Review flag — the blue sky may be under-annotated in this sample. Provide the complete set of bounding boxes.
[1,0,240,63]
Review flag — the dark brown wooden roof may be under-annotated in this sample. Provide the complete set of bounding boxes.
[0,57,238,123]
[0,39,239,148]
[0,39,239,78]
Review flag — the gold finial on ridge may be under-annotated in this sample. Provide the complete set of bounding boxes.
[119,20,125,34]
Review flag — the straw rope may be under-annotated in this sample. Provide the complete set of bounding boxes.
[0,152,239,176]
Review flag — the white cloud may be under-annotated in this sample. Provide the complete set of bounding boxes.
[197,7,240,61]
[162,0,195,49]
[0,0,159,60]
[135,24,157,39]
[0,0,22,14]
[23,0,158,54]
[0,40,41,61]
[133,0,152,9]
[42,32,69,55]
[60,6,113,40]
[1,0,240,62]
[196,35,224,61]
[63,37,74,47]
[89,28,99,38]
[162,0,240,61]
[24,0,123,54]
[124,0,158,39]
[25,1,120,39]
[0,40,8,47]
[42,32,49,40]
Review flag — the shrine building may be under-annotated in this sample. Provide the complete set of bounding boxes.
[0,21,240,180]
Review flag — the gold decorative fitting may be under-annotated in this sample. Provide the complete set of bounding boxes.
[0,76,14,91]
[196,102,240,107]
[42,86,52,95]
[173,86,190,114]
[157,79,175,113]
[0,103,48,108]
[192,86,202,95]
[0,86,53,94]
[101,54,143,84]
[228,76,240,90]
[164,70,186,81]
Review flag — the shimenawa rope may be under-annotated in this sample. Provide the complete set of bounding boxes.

_ _ _ _ _

## [EXERCISE AIM]
From the first line to the last, return the data exactly as written.

## [RESULT OF THE TASK]
Review flag — the blue sky may be under-annotated in this sample. Provide the complete set of bounding boxes.
[1,0,240,63]
Review flag — the dark brown wooden roof may be under-annotated in this sample. Provide the complete set of bounding boxes.
[0,57,238,123]
[0,39,239,148]
[0,39,239,78]
Review flag — the gold finial on ridge may be under-annotated in this sample. Provide the complete set of bounding boxes.
[119,20,125,34]
Review flag — the straw rope may be under-annotated in this sample. Provide the complete set of bounding boxes.
[0,152,239,176]
Review flag — the white cloud may be under-annotated in this sample. Provide the complete set of bounding boxes.
[197,7,240,61]
[162,0,195,49]
[0,0,159,60]
[135,24,157,39]
[0,0,22,14]
[23,0,158,54]
[0,40,41,61]
[133,0,152,9]
[42,32,69,55]
[60,6,113,40]
[1,0,240,62]
[196,35,224,61]
[63,37,74,47]
[89,28,99,38]
[162,0,240,61]
[24,0,123,54]
[124,0,158,39]
[25,1,120,39]
[0,40,8,47]
[42,32,49,40]
Review flag — the shrine building may be under-annotated in this sample. Provide the complete set of bounding boxes.
[0,21,240,180]
Review flag — the gold decorative fitting may be under-annotated in this sample. Provide the complete set of bounding boxes.
[0,76,14,91]
[196,102,240,107]
[42,86,52,95]
[173,86,190,114]
[157,79,175,113]
[0,103,48,108]
[192,86,202,95]
[0,86,53,94]
[101,54,143,84]
[228,76,240,90]
[164,70,186,81]
Review flag — the shimenawa rope may be under-annotated in this sample. Provide the complete set of bounding boxes.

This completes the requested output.